| ACTIVITY |
Looking at the records below, state how many lines include the string "stone" and add nothing further.

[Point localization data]
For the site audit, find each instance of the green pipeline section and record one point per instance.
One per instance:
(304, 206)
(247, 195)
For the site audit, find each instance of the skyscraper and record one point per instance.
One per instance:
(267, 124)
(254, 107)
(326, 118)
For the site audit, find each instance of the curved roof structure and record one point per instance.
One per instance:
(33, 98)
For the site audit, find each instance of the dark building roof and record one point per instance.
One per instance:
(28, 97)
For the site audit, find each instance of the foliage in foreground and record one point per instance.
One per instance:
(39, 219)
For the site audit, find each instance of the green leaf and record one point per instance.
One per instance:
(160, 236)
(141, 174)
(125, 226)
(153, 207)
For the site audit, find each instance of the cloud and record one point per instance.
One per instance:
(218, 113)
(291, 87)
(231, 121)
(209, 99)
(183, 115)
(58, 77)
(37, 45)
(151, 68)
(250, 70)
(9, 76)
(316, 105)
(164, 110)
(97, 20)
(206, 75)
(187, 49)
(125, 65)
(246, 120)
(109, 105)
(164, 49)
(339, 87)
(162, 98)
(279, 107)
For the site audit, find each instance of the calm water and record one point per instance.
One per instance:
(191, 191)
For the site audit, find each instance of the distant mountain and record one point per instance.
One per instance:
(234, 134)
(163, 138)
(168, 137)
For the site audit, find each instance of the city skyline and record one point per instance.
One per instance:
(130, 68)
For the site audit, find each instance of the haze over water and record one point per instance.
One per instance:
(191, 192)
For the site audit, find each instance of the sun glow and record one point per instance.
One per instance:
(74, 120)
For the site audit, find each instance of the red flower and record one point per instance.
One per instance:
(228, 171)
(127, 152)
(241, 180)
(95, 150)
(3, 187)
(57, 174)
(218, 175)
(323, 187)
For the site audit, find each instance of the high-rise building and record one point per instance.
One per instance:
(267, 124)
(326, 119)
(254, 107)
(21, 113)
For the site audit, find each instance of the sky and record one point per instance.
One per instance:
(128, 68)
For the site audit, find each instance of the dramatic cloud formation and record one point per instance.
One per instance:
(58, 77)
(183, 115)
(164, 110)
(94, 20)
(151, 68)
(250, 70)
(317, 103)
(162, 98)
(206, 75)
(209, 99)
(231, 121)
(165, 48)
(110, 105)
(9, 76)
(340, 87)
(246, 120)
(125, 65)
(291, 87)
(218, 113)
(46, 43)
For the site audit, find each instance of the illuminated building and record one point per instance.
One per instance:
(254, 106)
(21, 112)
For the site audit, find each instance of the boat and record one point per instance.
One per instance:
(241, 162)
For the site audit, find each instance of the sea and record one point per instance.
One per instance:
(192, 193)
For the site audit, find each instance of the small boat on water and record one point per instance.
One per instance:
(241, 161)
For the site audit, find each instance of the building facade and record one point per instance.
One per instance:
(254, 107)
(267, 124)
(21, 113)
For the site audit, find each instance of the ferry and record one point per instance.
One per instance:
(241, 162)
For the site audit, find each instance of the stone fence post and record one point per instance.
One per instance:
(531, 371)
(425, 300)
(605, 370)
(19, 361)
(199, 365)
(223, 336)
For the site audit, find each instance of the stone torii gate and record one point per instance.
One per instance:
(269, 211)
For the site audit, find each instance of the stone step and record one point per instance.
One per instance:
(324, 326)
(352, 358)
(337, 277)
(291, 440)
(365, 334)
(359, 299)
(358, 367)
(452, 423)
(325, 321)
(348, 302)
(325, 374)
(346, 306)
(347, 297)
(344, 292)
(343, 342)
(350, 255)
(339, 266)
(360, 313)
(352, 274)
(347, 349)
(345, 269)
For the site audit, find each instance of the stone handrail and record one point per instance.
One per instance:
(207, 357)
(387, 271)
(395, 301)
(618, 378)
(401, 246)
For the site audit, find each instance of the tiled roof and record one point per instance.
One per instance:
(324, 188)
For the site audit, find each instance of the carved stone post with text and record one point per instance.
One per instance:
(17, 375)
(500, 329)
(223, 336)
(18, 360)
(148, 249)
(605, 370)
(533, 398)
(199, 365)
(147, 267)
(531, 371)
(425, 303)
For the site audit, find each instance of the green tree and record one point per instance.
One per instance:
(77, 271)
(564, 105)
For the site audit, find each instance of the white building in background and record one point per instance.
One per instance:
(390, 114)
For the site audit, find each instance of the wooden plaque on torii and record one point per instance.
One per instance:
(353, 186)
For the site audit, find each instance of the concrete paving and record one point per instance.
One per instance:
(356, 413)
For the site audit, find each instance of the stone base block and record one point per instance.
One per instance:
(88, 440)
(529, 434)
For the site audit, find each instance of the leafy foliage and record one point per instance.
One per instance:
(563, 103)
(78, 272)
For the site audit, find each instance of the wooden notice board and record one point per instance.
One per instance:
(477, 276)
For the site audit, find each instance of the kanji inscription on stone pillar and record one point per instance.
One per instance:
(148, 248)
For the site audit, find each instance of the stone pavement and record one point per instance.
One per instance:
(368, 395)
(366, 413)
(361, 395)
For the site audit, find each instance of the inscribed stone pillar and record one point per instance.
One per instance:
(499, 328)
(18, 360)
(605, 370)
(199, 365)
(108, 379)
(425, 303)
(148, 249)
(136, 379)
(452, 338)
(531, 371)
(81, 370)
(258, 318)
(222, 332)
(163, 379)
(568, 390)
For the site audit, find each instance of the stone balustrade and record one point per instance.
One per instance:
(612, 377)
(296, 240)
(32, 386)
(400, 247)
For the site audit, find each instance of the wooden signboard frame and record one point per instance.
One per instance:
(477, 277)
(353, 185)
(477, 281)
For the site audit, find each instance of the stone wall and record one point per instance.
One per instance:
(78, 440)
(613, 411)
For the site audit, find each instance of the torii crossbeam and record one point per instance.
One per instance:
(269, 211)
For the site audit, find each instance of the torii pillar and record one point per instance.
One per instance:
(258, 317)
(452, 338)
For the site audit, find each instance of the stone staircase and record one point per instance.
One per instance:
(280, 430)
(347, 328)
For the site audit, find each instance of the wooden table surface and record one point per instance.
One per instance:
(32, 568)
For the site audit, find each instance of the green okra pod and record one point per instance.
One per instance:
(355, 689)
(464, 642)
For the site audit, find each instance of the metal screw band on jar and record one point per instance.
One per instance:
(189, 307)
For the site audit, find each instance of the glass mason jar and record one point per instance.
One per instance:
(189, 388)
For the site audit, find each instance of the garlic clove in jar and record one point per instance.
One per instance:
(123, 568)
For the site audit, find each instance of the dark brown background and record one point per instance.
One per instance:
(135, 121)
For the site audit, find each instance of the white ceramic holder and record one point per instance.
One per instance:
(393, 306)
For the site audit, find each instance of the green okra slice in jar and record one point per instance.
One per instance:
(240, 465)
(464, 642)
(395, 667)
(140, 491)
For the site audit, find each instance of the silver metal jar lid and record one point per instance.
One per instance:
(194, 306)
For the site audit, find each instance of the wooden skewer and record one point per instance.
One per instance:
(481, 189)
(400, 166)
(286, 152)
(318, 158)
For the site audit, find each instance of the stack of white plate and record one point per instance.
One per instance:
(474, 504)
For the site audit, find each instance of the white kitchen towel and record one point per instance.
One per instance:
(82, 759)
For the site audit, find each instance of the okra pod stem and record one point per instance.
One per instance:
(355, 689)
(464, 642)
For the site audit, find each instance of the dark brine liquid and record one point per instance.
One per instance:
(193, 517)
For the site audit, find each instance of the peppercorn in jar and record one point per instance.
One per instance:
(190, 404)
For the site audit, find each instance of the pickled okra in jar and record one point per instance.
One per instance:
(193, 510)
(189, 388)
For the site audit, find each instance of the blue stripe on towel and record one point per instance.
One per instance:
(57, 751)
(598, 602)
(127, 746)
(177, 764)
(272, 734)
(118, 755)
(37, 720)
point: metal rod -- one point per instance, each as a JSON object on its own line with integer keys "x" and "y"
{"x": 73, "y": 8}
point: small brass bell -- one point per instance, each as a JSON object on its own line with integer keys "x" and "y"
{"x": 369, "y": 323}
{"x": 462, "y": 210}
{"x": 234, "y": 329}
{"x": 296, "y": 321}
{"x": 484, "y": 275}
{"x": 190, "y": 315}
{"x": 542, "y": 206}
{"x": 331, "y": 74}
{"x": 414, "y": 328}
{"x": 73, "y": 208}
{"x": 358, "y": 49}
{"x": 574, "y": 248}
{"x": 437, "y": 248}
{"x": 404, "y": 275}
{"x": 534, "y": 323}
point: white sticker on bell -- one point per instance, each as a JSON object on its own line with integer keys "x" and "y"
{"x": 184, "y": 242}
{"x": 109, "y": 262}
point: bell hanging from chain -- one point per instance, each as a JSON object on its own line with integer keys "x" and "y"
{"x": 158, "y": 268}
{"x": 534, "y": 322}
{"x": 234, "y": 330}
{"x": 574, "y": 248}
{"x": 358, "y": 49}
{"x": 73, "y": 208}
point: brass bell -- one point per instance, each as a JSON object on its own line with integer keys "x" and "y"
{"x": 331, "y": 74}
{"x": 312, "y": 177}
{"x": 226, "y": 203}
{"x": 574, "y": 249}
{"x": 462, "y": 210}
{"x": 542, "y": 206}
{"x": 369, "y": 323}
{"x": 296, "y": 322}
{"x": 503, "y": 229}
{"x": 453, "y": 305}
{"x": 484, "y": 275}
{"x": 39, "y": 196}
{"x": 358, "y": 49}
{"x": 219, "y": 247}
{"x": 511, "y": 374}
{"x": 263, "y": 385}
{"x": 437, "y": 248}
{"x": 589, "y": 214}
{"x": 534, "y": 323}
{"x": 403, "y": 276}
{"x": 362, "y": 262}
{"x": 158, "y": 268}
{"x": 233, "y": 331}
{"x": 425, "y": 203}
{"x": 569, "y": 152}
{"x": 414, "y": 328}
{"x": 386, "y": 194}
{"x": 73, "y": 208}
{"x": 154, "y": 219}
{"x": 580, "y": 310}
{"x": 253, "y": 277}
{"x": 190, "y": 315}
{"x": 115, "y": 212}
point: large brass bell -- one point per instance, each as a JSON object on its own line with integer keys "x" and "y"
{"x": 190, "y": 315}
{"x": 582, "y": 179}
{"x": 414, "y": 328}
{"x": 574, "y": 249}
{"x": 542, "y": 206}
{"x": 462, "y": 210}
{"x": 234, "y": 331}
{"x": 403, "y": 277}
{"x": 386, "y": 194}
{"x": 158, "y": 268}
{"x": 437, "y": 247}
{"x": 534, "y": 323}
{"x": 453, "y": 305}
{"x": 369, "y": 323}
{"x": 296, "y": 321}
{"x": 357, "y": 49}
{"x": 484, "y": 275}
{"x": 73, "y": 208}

| REPLY TO THE TASK |
12